* Start *
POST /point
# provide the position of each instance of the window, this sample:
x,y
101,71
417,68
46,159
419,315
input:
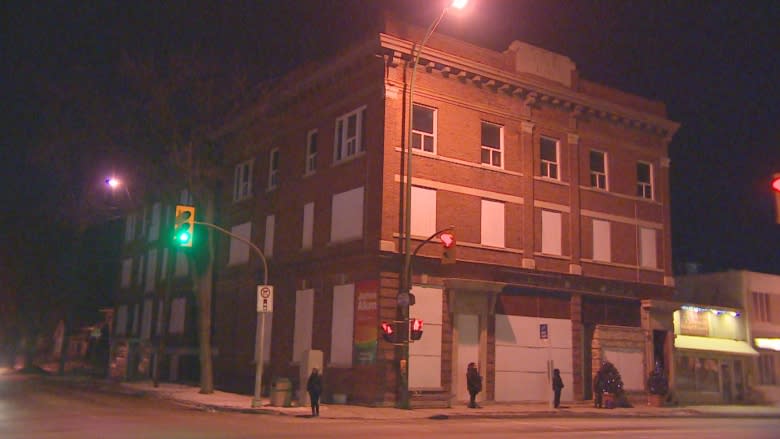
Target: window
x,y
311,152
423,221
602,241
239,250
347,215
644,180
551,233
129,228
492,138
273,169
151,270
647,248
350,135
304,318
121,320
158,325
242,181
178,312
268,247
146,320
492,223
342,325
182,265
164,265
766,369
598,169
423,128
425,354
127,270
154,226
760,302
308,226
136,316
548,153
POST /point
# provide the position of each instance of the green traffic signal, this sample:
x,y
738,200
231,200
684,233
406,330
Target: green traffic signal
x,y
184,223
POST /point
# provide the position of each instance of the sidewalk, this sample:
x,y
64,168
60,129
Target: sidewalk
x,y
223,401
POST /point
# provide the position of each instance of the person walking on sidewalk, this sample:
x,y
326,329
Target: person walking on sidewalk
x,y
598,389
557,387
314,387
473,383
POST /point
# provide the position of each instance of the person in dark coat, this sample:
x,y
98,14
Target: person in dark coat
x,y
473,383
314,387
598,389
557,387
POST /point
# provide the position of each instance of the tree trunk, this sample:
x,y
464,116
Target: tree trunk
x,y
204,287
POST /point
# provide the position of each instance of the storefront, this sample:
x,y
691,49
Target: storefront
x,y
712,357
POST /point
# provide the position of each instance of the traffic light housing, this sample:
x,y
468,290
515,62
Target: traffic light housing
x,y
415,329
388,332
448,247
776,190
184,227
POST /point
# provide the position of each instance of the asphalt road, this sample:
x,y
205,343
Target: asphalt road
x,y
31,407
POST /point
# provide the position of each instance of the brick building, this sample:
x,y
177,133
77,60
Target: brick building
x,y
558,189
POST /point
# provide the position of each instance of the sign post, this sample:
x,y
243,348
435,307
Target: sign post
x,y
265,304
544,336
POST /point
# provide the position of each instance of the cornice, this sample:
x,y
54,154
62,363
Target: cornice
x,y
532,90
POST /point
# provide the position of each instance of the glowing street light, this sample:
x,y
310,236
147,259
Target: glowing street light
x,y
406,275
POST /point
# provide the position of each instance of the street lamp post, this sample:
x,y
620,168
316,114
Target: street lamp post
x,y
406,273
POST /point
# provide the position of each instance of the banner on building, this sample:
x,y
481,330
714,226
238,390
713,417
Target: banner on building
x,y
366,321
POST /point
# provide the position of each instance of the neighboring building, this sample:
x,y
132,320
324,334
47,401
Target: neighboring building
x,y
154,283
759,295
558,188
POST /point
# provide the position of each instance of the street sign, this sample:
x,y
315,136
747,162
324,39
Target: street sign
x,y
265,298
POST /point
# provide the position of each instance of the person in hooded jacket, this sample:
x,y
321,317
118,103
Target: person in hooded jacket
x,y
314,387
473,383
557,387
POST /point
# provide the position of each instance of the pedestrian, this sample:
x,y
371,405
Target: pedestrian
x,y
314,387
598,390
473,383
557,387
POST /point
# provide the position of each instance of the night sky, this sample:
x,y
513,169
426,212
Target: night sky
x,y
714,63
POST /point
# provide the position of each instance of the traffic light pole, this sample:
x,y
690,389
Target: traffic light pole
x,y
260,330
403,303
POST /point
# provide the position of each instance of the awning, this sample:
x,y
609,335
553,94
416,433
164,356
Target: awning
x,y
713,344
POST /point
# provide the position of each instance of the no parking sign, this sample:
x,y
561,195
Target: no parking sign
x,y
265,298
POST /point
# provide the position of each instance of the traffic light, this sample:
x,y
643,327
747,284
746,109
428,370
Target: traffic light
x,y
388,332
416,329
184,227
776,189
448,247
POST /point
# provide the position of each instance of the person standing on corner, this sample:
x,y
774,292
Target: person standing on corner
x,y
598,390
557,387
473,383
314,387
* End *
TASK GOAL →
Extract each line of the material above that contains the string "road", treating uppercase and lowercase as different.

ANSWER BELOW →
# provide the position of each instance of the asphalt road, this sample:
Target: asphalt road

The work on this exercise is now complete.